■ Exercise details ■
Return an exact copy of the data, starting at its first line and ending at the line that contains "box: [357, 31, 429, 145]", minus any pictures.

Stored records
——————

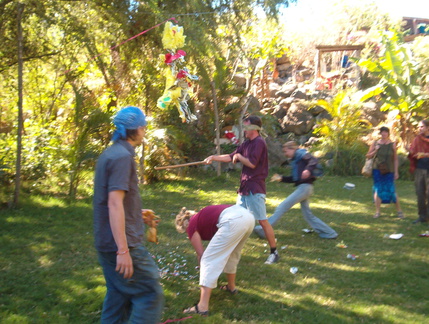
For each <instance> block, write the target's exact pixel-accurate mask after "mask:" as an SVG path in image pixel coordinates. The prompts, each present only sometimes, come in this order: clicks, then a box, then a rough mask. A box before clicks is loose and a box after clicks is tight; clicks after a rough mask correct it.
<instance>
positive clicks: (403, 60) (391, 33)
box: [357, 31, 429, 145]
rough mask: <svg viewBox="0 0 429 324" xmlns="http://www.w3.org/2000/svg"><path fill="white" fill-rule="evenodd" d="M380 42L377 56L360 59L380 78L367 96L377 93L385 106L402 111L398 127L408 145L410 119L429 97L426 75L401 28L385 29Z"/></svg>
mask: <svg viewBox="0 0 429 324" xmlns="http://www.w3.org/2000/svg"><path fill="white" fill-rule="evenodd" d="M379 42H380V44H381V49H380V51H379V53H378V54H377V55H376V56H375V57H372V58H370V59H361V60H359V61H357V64H358V65H359V66H360V67H362V68H364V69H365V70H367V71H368V72H370V73H371V74H372V75H374V76H375V77H377V78H378V79H379V83H378V84H377V85H375V86H374V87H372V88H369V89H367V90H366V91H367V92H368V96H367V97H366V98H369V97H371V96H377V97H379V98H380V100H382V102H383V105H382V107H381V110H385V111H397V112H398V118H399V120H400V122H399V124H398V126H397V127H398V129H399V132H400V134H401V139H402V141H403V142H404V143H405V144H406V145H407V144H409V143H410V141H411V138H412V137H413V129H412V127H411V125H410V122H411V121H412V118H413V117H414V116H417V115H419V114H421V111H420V107H422V105H423V104H424V103H425V101H427V100H428V99H429V96H428V94H427V93H424V91H423V88H422V85H423V84H424V83H423V82H422V80H423V81H424V80H425V79H424V78H422V77H421V74H420V73H419V72H420V71H421V68H420V67H419V64H418V63H417V62H416V61H415V60H414V57H413V54H412V52H411V50H410V48H409V46H407V45H406V44H404V43H403V42H402V40H401V38H400V36H399V34H398V33H397V32H394V31H385V32H381V33H380V40H379Z"/></svg>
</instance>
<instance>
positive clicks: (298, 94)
mask: <svg viewBox="0 0 429 324" xmlns="http://www.w3.org/2000/svg"><path fill="white" fill-rule="evenodd" d="M290 96H291V97H292V98H295V99H304V100H307V99H308V98H307V95H306V93H305V92H304V91H302V90H301V89H296V90H295V91H294V92H293V93H292V94H291V95H290Z"/></svg>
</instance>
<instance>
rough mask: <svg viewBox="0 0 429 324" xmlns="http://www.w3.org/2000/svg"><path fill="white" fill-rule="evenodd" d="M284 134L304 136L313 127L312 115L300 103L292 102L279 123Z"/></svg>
mask: <svg viewBox="0 0 429 324" xmlns="http://www.w3.org/2000/svg"><path fill="white" fill-rule="evenodd" d="M280 126H281V128H282V131H283V132H284V133H288V132H293V133H294V134H295V135H305V134H307V133H309V132H310V131H311V130H312V129H313V126H314V118H313V115H312V114H311V113H310V112H309V111H308V108H307V106H306V105H304V104H303V103H302V102H299V101H298V102H293V103H292V104H291V106H290V108H289V110H288V111H287V113H286V116H285V117H284V118H283V120H282V122H281V123H280Z"/></svg>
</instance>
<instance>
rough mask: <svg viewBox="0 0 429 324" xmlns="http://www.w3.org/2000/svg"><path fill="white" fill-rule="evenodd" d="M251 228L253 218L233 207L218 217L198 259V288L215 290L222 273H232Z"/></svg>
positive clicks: (223, 212) (226, 208) (240, 254)
mask: <svg viewBox="0 0 429 324" xmlns="http://www.w3.org/2000/svg"><path fill="white" fill-rule="evenodd" d="M254 226H255V218H254V217H253V215H252V214H251V213H250V212H249V211H248V210H247V209H245V208H243V207H241V206H238V205H234V206H231V207H228V208H226V209H225V210H224V211H223V212H222V213H221V214H220V216H219V221H218V224H217V227H218V228H219V229H218V231H217V232H216V234H215V235H214V236H213V238H212V239H211V241H210V243H209V244H208V246H207V248H206V250H205V251H204V253H203V256H202V258H201V271H200V285H201V286H204V287H208V288H216V286H217V279H218V278H219V276H220V274H221V273H222V271H224V272H225V273H236V272H237V265H238V262H239V261H240V256H241V250H242V248H243V246H244V243H245V242H246V240H247V238H248V237H249V235H250V234H251V233H252V230H253V227H254Z"/></svg>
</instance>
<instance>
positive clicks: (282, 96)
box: [276, 84, 298, 98]
mask: <svg viewBox="0 0 429 324" xmlns="http://www.w3.org/2000/svg"><path fill="white" fill-rule="evenodd" d="M297 87H298V86H297V85H296V84H285V85H283V86H282V87H281V89H280V90H279V91H277V92H276V97H281V98H288V97H290V96H291V94H292V93H293V92H294V91H295V90H296V89H297Z"/></svg>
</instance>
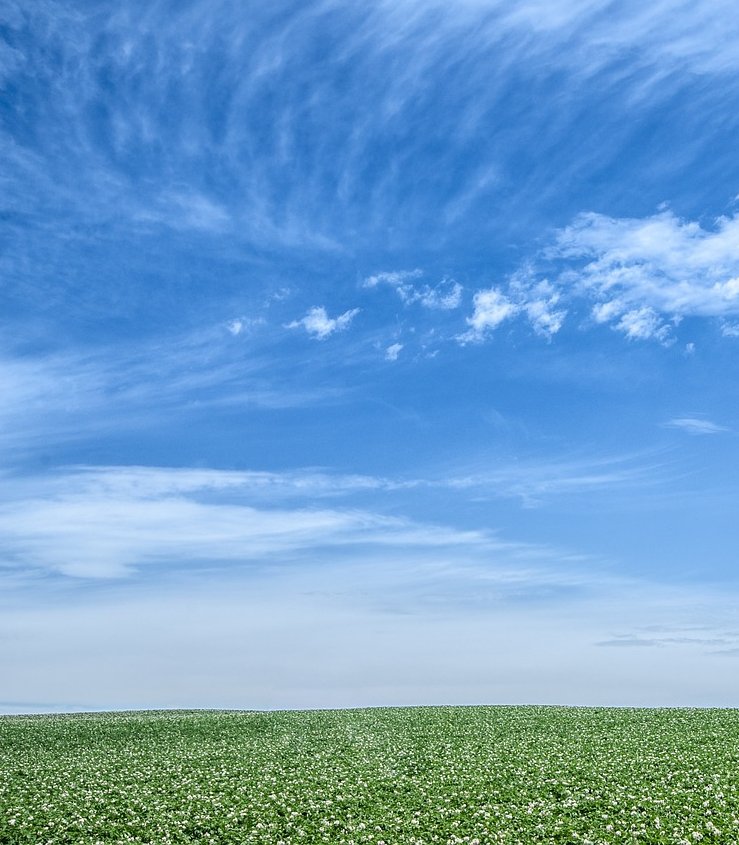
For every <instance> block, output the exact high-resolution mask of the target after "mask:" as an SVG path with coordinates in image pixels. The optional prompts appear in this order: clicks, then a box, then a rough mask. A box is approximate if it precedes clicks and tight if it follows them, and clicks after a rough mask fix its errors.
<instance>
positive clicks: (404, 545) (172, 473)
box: [0, 467, 500, 578]
mask: <svg viewBox="0 0 739 845" xmlns="http://www.w3.org/2000/svg"><path fill="white" fill-rule="evenodd" d="M251 480H253V479H250V477H249V474H242V473H219V472H217V471H214V470H207V471H199V470H187V471H184V472H183V471H178V470H166V469H155V470H145V469H141V468H128V467H123V468H116V467H111V468H106V469H98V470H96V471H93V472H76V473H72V474H68V475H65V476H62V477H58V478H52V479H44V480H41V481H39V482H37V483H36V484H33V483H31V482H29V483H27V484H26V485H25V486H24V488H23V493H21V492H20V488H19V487H18V486H16V487H15V490H14V491H9V490H8V489H7V487H6V488H5V490H3V493H4V499H5V500H4V501H0V537H1V538H2V540H0V568H3V569H6V570H18V569H20V570H22V571H26V570H31V571H41V572H44V571H46V572H48V571H51V572H56V573H61V574H63V575H67V576H73V577H82V578H116V577H121V576H124V575H126V574H129V573H130V572H131V571H132V570H135V569H136V568H138V567H141V566H146V565H152V564H159V565H165V566H175V567H185V566H188V565H200V566H206V567H208V566H213V565H218V564H226V563H231V564H237V565H245V564H247V563H249V562H252V563H253V562H259V561H261V562H273V563H274V562H280V561H282V562H286V561H290V560H293V559H295V555H298V556H300V555H307V556H308V557H311V556H312V557H316V556H320V554H327V553H328V551H329V550H330V549H332V548H334V549H335V548H338V547H341V548H345V549H349V548H355V549H360V548H364V549H367V548H374V547H377V546H378V545H379V546H383V547H396V548H398V549H406V550H409V551H412V550H413V549H416V550H419V551H420V550H422V549H430V548H443V547H447V546H448V547H454V548H456V549H457V550H458V551H460V550H461V549H462V548H464V547H469V548H470V549H478V550H480V549H483V548H488V547H489V548H492V547H494V546H498V547H500V544H499V543H496V541H494V540H493V539H492V538H490V537H488V536H487V535H486V534H485V533H484V532H476V531H458V530H455V529H451V528H446V527H442V526H435V525H421V524H418V523H414V522H412V521H410V520H406V519H402V518H394V517H388V516H384V515H381V514H376V513H373V512H370V511H366V510H357V509H329V508H316V507H292V508H290V507H285V506H284V505H283V506H282V507H265V506H263V505H260V506H258V507H257V506H255V504H254V497H253V496H249V495H248V483H249V481H251ZM294 482H295V479H293V480H292V482H289V483H288V485H286V486H289V484H290V483H292V486H293V490H295V484H294ZM240 484H243V485H246V490H243V491H239V486H240ZM215 491H219V496H218V497H217V498H216V499H213V493H214V492H215ZM228 491H230V495H228V496H227V495H226V493H227V492H228ZM303 492H304V494H305V492H306V491H303ZM224 498H225V499H226V501H224ZM347 554H348V552H347ZM352 554H360V556H361V552H354V553H352Z"/></svg>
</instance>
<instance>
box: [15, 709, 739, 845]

——————

■ Answer to this task ■
For each <instance> block, write the target's exact pixel-accurate mask after "mask:" as an SVG path in image pixel coordinates. The prompts, each present only sometimes, come in this order: clicks, then a box, then a rough mask. A box before clicks is loose and a box after clicks is tight; clicks after a rough mask correct it.
<instance>
positive clicks: (403, 60) (391, 33)
box: [357, 31, 429, 145]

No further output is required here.